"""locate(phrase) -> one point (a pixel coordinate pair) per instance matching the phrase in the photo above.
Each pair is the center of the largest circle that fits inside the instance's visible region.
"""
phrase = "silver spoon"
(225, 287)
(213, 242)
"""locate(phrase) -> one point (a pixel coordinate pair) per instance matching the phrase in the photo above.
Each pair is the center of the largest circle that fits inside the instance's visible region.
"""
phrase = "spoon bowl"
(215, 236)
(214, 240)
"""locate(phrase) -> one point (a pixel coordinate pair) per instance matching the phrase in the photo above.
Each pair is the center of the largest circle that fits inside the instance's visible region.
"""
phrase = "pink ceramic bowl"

> Request
Your task is to print all of the records exactly.

> Written response
"""locate(phrase) -> one point (a pixel coordinate pair) per instance matching the phrase in the photo above.
Each pair is the center of the largest circle that fits inside the instance's visible region.
"""
phrase = "silver spoon"
(225, 287)
(213, 242)
"""locate(phrase) -> one point (a pixel coordinate pair) per instance matching the phrase in the photo above.
Each pair is the center of the largest circle that fits inside the instance's visible region.
"""
phrase = "spoon bowl"
(215, 236)
(214, 240)
"""locate(phrase) -> one point (a pixel coordinate pair) per instance matching the phrase in the photo above.
Each pair is the center of the largest circle that fits inside the instance's visible region.
"""
phrase = "pink ceramic bowl"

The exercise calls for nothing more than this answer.